= Objective =
Output as a numbered list the lines of the data below, omitting blank lines. Begin at the line containing "Mark every instance of the white cloud" and stop after the line containing "pixel 87 118".

= The data =
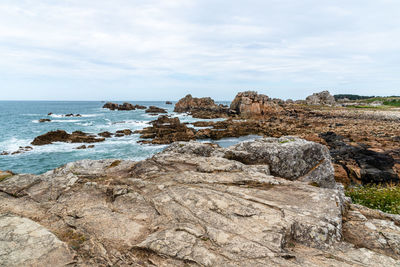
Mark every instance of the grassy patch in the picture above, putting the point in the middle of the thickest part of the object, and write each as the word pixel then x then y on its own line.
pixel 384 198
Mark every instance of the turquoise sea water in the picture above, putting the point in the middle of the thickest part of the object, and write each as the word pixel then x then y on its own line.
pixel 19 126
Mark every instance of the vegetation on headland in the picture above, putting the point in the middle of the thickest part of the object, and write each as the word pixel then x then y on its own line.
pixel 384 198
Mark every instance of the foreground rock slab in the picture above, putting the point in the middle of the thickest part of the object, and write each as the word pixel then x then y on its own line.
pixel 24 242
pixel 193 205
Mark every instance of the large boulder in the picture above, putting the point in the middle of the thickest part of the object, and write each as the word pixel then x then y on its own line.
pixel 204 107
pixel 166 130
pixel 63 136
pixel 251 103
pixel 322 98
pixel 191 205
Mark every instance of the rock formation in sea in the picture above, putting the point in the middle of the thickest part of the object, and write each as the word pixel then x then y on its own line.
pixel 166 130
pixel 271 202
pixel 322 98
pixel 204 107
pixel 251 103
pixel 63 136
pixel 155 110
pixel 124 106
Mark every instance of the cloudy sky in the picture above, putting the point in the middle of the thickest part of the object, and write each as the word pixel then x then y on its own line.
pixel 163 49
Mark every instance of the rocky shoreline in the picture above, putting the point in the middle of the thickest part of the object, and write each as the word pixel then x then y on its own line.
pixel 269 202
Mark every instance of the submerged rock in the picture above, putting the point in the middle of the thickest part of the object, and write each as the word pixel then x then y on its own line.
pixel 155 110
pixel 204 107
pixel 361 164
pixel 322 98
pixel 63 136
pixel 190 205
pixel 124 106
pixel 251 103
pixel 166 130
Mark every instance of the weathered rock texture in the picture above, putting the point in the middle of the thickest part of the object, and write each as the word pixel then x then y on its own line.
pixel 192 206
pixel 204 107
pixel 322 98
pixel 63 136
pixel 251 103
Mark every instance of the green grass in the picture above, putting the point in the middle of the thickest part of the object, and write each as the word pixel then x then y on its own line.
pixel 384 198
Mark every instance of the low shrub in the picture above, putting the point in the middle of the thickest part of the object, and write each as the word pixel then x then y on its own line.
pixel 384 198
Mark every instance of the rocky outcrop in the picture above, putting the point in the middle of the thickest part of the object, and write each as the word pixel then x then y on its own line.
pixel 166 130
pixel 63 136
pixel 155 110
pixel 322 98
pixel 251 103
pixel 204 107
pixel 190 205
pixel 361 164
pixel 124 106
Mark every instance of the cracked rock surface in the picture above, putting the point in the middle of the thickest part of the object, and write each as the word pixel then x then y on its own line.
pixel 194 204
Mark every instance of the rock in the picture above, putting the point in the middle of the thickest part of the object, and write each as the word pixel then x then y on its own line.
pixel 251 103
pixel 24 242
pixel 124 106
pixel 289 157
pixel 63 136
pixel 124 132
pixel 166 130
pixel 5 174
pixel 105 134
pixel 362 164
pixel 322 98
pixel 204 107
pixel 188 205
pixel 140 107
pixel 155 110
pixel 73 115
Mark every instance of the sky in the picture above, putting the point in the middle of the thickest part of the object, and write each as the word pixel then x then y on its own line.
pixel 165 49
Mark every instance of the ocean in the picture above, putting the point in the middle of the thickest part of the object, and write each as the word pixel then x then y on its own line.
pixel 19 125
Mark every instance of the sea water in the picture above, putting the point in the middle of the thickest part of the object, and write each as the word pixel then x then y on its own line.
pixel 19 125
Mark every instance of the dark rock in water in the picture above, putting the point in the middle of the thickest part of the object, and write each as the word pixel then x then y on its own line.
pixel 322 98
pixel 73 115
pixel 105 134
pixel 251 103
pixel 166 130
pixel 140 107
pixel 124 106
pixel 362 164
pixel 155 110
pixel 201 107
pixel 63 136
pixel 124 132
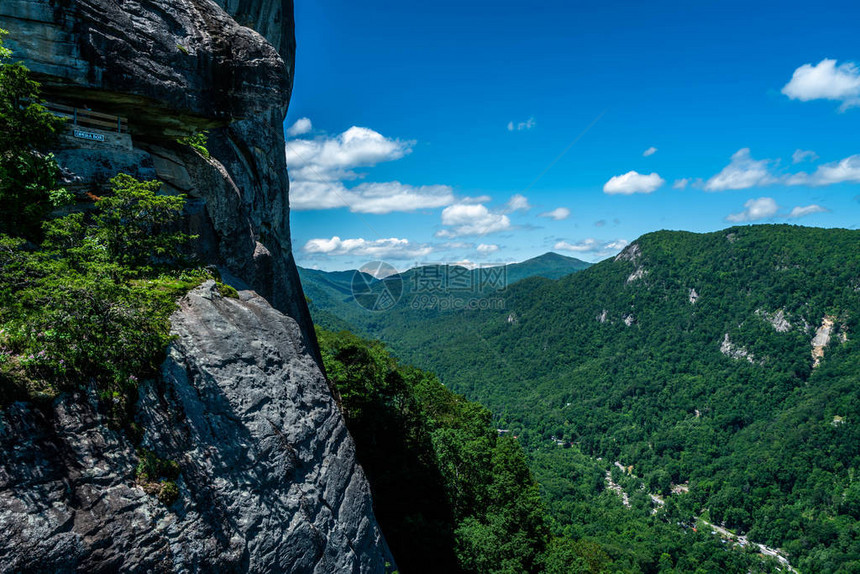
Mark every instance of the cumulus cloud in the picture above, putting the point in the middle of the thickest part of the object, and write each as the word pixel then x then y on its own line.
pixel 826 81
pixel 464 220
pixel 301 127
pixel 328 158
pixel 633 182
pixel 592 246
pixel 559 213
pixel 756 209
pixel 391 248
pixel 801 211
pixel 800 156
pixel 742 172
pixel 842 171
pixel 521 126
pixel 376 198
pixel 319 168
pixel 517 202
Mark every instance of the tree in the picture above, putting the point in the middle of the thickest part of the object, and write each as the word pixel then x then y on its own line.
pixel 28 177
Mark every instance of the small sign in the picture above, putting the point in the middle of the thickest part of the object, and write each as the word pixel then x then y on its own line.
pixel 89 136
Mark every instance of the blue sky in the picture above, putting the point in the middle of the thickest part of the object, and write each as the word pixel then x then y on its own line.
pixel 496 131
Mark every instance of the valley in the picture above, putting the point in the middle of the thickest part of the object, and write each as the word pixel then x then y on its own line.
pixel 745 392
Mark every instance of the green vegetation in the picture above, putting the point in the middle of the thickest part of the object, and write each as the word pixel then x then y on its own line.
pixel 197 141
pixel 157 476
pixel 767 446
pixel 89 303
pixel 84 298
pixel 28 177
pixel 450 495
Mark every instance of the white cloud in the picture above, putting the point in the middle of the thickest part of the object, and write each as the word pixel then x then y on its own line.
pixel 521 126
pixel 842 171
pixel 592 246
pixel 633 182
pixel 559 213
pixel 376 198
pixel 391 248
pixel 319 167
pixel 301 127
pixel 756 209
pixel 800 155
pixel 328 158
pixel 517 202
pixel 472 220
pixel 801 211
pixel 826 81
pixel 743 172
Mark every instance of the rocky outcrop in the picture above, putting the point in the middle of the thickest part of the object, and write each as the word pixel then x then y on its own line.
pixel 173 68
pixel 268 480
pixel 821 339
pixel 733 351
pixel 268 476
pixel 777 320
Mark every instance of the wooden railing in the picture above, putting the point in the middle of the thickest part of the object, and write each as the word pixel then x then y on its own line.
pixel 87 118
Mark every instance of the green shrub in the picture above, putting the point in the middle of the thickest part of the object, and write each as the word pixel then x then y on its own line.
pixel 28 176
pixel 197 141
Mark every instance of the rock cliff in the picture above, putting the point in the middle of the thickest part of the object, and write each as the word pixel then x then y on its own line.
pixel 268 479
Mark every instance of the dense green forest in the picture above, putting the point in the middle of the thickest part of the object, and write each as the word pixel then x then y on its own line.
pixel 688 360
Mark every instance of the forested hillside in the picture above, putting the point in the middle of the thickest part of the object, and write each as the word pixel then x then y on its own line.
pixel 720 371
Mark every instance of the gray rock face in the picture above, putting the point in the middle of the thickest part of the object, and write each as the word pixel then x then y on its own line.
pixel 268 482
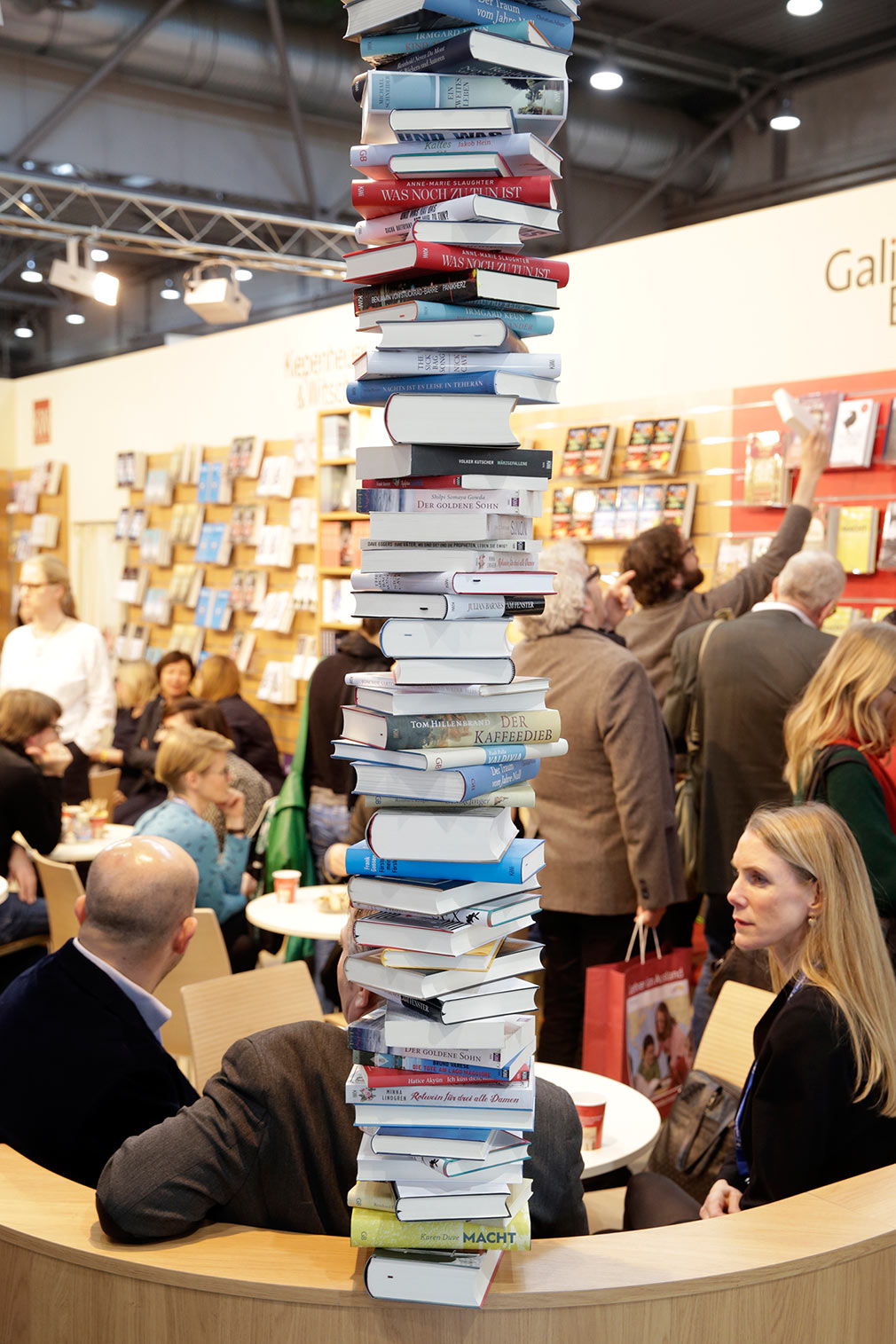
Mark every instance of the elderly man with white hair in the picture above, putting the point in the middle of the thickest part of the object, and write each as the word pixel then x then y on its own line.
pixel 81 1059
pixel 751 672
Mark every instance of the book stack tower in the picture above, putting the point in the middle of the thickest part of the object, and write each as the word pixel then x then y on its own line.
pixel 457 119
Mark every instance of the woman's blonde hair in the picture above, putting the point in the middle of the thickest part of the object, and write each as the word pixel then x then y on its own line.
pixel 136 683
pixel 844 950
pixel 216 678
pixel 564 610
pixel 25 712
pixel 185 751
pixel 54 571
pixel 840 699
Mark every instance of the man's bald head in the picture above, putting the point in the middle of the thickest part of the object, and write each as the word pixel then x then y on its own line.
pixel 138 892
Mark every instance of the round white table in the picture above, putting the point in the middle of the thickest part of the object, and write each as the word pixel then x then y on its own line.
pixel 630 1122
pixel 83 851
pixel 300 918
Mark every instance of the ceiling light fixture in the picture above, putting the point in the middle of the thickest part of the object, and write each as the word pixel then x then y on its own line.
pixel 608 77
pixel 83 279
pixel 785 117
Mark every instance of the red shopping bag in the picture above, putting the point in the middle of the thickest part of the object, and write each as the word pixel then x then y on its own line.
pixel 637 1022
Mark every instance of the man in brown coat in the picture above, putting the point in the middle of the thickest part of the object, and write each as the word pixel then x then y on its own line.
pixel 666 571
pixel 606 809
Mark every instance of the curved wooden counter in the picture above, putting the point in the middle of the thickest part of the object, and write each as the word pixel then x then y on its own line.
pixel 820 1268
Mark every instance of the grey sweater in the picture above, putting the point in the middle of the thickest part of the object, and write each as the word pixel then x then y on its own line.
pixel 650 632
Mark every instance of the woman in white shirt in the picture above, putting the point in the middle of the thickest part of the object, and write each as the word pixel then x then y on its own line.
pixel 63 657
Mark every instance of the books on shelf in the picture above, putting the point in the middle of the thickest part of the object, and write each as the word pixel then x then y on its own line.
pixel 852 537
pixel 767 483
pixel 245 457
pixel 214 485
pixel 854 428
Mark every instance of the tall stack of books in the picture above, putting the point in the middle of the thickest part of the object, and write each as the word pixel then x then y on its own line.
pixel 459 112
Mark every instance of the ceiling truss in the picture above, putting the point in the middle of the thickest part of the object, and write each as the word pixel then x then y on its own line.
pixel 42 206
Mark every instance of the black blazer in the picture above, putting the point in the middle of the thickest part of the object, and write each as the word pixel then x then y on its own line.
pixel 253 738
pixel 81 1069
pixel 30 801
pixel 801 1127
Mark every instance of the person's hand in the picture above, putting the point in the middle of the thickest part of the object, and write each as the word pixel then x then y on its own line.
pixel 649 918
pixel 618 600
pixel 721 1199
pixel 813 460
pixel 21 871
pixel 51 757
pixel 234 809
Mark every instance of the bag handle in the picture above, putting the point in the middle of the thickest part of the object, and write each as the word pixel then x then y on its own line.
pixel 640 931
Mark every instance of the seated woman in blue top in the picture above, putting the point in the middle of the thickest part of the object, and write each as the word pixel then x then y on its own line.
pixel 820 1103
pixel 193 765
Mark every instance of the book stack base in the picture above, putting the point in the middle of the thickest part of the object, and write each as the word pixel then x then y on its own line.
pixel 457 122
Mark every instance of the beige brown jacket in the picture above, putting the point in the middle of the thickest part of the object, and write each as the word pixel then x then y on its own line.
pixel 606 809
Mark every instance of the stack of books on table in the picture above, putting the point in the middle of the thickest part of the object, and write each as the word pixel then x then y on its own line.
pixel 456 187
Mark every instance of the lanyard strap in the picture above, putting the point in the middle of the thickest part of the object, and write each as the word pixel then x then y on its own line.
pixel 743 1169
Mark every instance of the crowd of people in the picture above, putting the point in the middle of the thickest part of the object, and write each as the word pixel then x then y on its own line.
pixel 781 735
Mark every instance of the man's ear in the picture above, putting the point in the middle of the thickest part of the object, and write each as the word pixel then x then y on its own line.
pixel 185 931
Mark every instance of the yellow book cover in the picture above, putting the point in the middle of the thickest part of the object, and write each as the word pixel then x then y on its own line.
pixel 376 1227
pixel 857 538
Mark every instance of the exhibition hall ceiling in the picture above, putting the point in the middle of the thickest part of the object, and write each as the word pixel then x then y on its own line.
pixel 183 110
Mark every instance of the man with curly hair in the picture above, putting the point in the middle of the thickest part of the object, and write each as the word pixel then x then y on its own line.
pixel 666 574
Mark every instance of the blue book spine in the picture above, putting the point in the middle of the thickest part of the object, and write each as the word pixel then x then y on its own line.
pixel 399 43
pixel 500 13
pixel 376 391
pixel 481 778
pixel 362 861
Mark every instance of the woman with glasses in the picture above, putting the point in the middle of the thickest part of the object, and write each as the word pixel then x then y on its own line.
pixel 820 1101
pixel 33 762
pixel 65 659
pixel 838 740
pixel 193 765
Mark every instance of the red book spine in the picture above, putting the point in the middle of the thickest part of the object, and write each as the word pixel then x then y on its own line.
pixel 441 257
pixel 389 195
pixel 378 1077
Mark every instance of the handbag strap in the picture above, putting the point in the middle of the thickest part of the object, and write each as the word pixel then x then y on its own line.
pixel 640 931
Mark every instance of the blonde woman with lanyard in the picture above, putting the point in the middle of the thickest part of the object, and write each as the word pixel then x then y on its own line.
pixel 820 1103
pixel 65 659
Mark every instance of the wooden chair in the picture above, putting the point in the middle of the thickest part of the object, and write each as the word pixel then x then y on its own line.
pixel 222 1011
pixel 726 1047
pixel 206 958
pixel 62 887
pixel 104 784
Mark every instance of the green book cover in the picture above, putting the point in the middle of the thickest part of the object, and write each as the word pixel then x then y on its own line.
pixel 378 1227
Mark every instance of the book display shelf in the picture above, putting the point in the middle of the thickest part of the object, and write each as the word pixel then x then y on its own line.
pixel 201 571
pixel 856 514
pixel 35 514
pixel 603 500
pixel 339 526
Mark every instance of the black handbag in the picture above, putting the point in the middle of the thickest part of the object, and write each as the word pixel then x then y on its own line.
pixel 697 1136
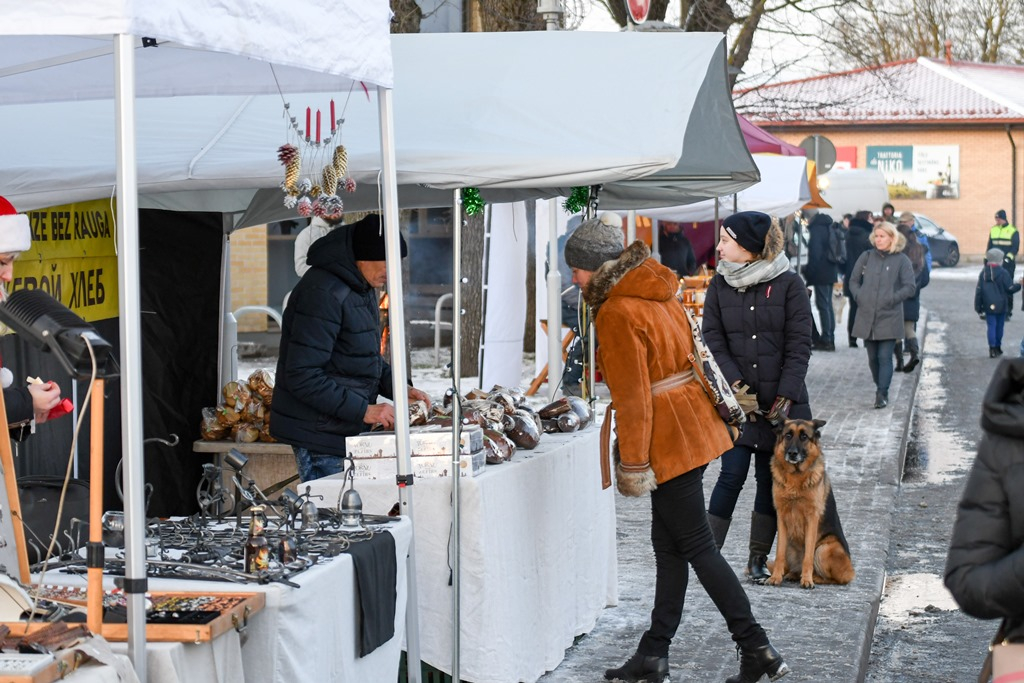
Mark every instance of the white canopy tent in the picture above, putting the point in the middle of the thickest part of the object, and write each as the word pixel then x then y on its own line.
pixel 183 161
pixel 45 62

= Response to this task =
1. Mark every instance of the white cloud in the picture above, putting the point in the middle of the thickest part of the object, and write each as the word pixel then x then y on its own line.
2. pixel 521 126
3. pixel 842 171
4. pixel 592 246
5. pixel 633 182
6. pixel 559 213
7. pixel 376 198
8. pixel 391 248
9. pixel 319 167
10. pixel 301 127
11. pixel 756 209
12. pixel 800 155
13. pixel 328 158
14. pixel 517 202
15. pixel 472 220
16. pixel 801 211
17. pixel 826 81
18. pixel 743 172
19. Mark every instance of the rocky outcrop in the picture above, putting the point in the middle of the thickest part of the object, and write each as the word pixel then x then y on its own line.
20. pixel 173 68
21. pixel 268 480
22. pixel 821 339
23. pixel 733 351
24. pixel 268 476
25. pixel 777 320
26. Mark every instance of the wooden railing in the picture above, putting the point in the middle of the thickest part of the object, and write each as the word pixel then x then y on its own line.
27. pixel 87 118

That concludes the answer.